- [Source document]:
Skip to main content
Ben Nadel
On User Experience (UX) Design, JavaScript, ColdFusion, Node.js, Life, and Love.

Why I Use TINYINT Columns Instead Of BIT Columns For Boolean Data In A MySQL Application

By Ben Nadel on
Tags: ColdFusion, SQL

Since the theme of my week appears to be database interactions (having looked at index structure query-performance on "membership" tables and prepared statements in the JDBC driver), I figured I would end the week on more database-related "hot take": I no longer use BIT columns to store "Boolean" data in MySQL. Instead, I use a TINYINT column.

CAUTION: There is no "right" answer on this topic - this is just my opinion based on my experience and the choices that have come back to haunt me / make my database interactions more challenging.

Semantically speaking, a BIT field is no more clear or meaningful than a TINYINT field when it comes to storing Boolean data. Because, at least in MySQL, a BIT field isn't a true-false data type - it's a binary data type. A BIT field contains "bits": N-number of bits, between 1 and 64. The only reason that it can represent a true-false value within an application is because the developers working on that application have all agreed to treat it as such.

A TINYINT field is also not a true-false data type - it's a numeric data type. And, like the BIT field, the only reason that it can represent a true-false value within an application is because the developers working on that application have all agreed to treat it as such.

So, semantically speaking, neither BIT nor TINYINT are "Booleans"; but, they can both be overloaded to represent a Boolean value if, and only if, the developers working on that application all agree on said social contract.

Now, storage-wise, there's also no difference between a BIT(1) and a TINYINT because a BIT field is actually stored in bytes. Meaning, in order to store a single bit, you have to store 8-bits. Which is also the amount of storage required by a TINYINT.

So, from a physical stand-point, you're not "saving space" by using a BIT instead of a TINYINT when attempting to represent a Boolean value.

To recap:

  • Neither BIT nor TINYINT is a "Boolean" value. We can only treat them as Boolean values when our developers agree to treat them as Boolean values.

  • Both BIT(1) and TINYINT require a byte of storage.

- [Data provided]:
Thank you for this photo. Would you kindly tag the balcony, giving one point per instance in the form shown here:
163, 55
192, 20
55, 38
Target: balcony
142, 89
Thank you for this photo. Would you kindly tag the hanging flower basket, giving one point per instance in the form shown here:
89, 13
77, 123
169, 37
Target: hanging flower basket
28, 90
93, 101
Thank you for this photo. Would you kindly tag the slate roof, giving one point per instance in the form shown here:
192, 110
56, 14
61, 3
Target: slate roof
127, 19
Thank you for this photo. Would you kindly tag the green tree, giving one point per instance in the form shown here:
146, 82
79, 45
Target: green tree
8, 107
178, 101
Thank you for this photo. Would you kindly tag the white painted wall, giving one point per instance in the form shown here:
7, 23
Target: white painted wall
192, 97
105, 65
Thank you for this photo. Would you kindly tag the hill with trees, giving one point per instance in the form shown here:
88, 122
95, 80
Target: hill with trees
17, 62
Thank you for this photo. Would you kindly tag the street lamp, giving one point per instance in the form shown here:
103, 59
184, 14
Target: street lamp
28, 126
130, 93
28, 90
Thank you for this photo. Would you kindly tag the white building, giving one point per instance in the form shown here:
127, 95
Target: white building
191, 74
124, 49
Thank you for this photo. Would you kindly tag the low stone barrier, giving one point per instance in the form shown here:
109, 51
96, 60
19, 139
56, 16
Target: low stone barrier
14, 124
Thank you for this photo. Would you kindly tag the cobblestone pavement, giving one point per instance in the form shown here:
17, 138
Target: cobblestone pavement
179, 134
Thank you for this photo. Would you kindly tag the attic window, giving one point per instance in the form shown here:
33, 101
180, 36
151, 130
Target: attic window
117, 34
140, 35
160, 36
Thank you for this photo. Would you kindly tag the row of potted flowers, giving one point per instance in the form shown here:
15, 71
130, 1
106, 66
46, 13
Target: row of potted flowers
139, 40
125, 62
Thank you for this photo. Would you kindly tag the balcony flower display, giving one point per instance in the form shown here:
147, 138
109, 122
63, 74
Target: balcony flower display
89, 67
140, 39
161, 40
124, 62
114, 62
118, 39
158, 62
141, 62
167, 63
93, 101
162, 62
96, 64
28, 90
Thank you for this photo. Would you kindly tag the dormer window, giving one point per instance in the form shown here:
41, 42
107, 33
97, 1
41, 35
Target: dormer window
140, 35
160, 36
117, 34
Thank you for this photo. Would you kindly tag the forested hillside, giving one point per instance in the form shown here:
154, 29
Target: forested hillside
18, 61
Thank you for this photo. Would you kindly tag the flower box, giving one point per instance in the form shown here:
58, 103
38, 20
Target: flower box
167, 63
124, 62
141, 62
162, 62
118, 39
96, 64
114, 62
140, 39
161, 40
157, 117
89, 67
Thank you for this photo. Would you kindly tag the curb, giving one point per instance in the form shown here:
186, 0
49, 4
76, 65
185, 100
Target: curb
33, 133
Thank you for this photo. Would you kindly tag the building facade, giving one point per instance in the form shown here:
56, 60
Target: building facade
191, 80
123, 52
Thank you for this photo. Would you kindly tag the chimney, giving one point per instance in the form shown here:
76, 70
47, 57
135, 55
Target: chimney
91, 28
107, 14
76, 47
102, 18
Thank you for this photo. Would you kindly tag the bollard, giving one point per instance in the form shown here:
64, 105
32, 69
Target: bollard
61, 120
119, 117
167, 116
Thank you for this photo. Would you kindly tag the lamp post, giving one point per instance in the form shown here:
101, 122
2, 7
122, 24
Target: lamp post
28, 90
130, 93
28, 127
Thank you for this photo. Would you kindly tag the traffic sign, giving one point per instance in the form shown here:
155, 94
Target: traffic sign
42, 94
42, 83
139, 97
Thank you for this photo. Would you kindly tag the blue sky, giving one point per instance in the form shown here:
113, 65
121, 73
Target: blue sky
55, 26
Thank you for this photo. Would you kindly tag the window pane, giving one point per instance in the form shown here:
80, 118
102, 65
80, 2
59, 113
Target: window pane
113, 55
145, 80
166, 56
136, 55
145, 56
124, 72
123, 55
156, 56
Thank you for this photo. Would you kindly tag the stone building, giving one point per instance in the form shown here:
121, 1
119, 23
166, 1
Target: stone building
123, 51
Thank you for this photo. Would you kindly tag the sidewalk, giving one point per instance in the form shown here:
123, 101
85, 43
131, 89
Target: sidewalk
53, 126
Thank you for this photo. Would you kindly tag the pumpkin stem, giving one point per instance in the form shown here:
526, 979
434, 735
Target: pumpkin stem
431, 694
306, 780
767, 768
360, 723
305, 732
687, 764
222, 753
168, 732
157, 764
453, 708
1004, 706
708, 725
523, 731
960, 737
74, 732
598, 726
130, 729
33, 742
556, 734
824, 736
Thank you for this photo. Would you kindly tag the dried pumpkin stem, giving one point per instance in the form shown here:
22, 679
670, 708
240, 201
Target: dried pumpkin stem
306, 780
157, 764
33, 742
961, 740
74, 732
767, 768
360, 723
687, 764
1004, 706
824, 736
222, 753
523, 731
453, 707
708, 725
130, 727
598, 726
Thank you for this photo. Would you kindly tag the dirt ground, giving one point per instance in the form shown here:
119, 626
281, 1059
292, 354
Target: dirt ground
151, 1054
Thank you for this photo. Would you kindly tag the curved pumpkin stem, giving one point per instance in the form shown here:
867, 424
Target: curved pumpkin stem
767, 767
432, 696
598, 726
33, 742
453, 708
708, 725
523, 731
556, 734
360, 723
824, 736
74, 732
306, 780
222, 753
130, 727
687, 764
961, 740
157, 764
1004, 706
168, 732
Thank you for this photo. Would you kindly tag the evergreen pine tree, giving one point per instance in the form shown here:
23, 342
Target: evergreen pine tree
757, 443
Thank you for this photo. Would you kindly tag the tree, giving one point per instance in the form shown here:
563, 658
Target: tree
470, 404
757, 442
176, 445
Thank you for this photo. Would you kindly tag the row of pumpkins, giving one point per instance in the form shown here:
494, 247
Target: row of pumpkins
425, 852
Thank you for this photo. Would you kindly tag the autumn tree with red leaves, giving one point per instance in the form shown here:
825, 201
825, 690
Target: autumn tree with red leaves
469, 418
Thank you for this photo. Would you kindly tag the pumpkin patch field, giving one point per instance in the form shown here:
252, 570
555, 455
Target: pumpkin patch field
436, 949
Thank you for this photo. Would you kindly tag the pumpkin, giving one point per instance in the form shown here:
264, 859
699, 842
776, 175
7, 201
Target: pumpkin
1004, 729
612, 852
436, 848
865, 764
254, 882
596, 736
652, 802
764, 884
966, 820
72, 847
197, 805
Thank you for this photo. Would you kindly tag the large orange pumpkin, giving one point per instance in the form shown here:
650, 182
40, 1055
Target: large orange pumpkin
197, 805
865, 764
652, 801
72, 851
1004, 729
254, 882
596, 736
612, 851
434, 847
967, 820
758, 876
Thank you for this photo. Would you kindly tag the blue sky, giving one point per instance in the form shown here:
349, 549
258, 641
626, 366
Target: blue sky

- [Work to do]:
a) Reproduce the portion of the post on BIT versus TINYINT columns that opens with the words containing "So, from a physical" and closes with "as Boolean values.".
b) In the post on BIT versus TINYINT columns, how many bits can a MySQL BIT field contain?
c) Write the next part of the post on BIT versus TINYINT columns in MySQL, picking up after its last line.
These rows were drawn from a separate source.

- [Answers provided]:
a)
So, from a physical stand-point, you're not "saving space" by using a BIT instead of a TINYINT when attempting to represent a Boolean value.

To recap:

  • Neither BIT nor TINYINT is a "Boolean" value. We can only treat them as Boolean values when our developers agree to treat them as Boolean values.

b) Between 1 and 64.

c)
Since there's no semantically meaningful difference between the two data-types when it comes to representing Boolean values, neither data-type is "more correct". But, there are downsides to using a binary field in order to represent a true-false value:

  • The MySQL driver for Node.js returns BIT data as a Buffer; because, of course it would. After all, a BIT column represents binary data, which is what the Buffer represents in Node.js. As such, in order to translate a BIT(1) result into a true / false data-type, you have add special type-casing logic to your database client configuration.

  • The MySQL driver for Java returns binary data when BIT is used in a COALESCE() call. As such, if you are performing a LEFT OUTER JOIN on a BIT field and attempt to provide a default value with COALESCE(), you have to CAST() the resultant value back to an UNSIGNED type in order to use the value as a Truthy within your application code.

The reason I have articles written on the above two issues is because I've personally run into these two issues and wasted hours trying to understand the issue and come up with a work-around.

On the other hand, I have never personally run into an issue when using a TINYINT column to represent a "Boolean" value.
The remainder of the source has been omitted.